From Death to New Life in Christ: An Excerpt from Jerome’s Tears: Letters to Friends in Mourning
By David G. Bonagura, Jr.
In this letter, St. Jerome writes to console Julian, a wealthy man whom tragedy had struck repeatedly: he lost two of his daughters and then his wife in short succession. Jerome compares Julian’s trials to Job’s while urging him to follow Christ more radically so that he may join his wife and daughters in heaven. Jerome describes this act as being “made perfect in apostolic virtue.” As we read this letter, we can imagine Jerome imploring us to move beyond complacency in the spiritual life into a deeper love for Christ. Letting go of our attachments to this world is the means to this love.
I hear that in a short time you buried your two daughters in seemingly consecutive funerals. Likewise, Faustina, your most virtuous and faithful wife, or, rather, your sister in the zeal of faith with whom alone you found rest after your daughters’ passing, was suddenly taken from you in death. It is as if you are a shipwrecked man who finds robbers on the shore. According to the image of the prophet Amos, this man “fled from a lion, and a bear met him; or went into the house and leaned with his hand against the wall, and a serpent bit him” (Amos 5:19). The loss of your property followed, as did the devastation of the whole province by the barbarian enemy, the personal ruin of your possessions as the town was pillaged, the driving away of your flocks of cattle and animals, the capture and murder of your servants. Finally, your last surviving daughter, whom frequent bereavement had made even dearer to you, married a man of high nobility, about whom I will not say anything except that you received more sadness than joy from him.
This is a list of your trials. This is the battle of the ancient enemy against you, Julian, a recruit of Christ’s army. If you should look back at yourself, these challenges are imposing; but if you should look at Christ, our bravest warrior, they are games and a mere shadow of a contest. After swarms of evils surrounded blessed Job, his treacherous wife was preserved so he might learn to blaspheme through her. Your wonderful wife was taken from you so you might lack comfort for your distresses. It is one thing to endure a wife whom you do not like, another to desire a wife whom you love. Job, enduring so many deaths out of his children, had a single tomb beneath the ruins of his house. After he tore his garments to show his fatherly love, he fell on his face to adore God, saying, “Naked I came from my mother’s womb, and naked shall I return; the Lord gave, and the Lord has taken away; blessed be the name of the Lord” ( Job 1:21). …
Do you even think that you have been established at the summit of virtue if you only offer part of all you have? The Lord wants your very self as a living sacrifice pleasing to Him. He wants you, I say, not your things. Therefore, he forcibly reminds you with various trials, just as He instructed Israel with many blows and sorrows. “For the Lord reproves him whom He loves, as a father the son in whom he delights” (Prov. 3:12).

=== Exercise instructions ===
[1] In the Jerome letter excerpt, swap "Julian" for "the grieving friend" and give the passage from "From Death to" to "to this love.".
[2] Name every biblical chapter-and-verse citation that appears in parentheses in the Jerome letter excerpt.
The listing below comes from a separate source.

=== Data ===
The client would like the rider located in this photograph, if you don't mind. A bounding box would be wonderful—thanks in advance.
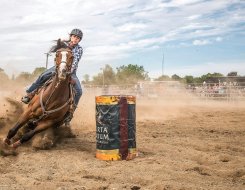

=== Task responses ===
[1]
From Death to New Life in Christ: An Excerpt from Jerome’s Tears: Letters to Friends in Mourning
By David G. Bonagura, Jr.
In this letter, St. Jerome writes to console the grieving friend, a wealthy man whom tragedy had struck repeatedly: he lost two of his daughters and then his wife in short succession. Jerome compares the grieving friend’s trials to Job’s while urging him to follow Christ more radically so that he may join his wife and daughters in heaven. Jerome describes this act as being “made perfect in apostolic virtue.” As we read this letter, we can imagine Jerome imploring us to move beyond complacency in the spiritual life into a deeper love for Christ. Letting go of our attachments to this world is the means to this love.

[2]
Amos 5:19
Job 1:21
Prov. 3:12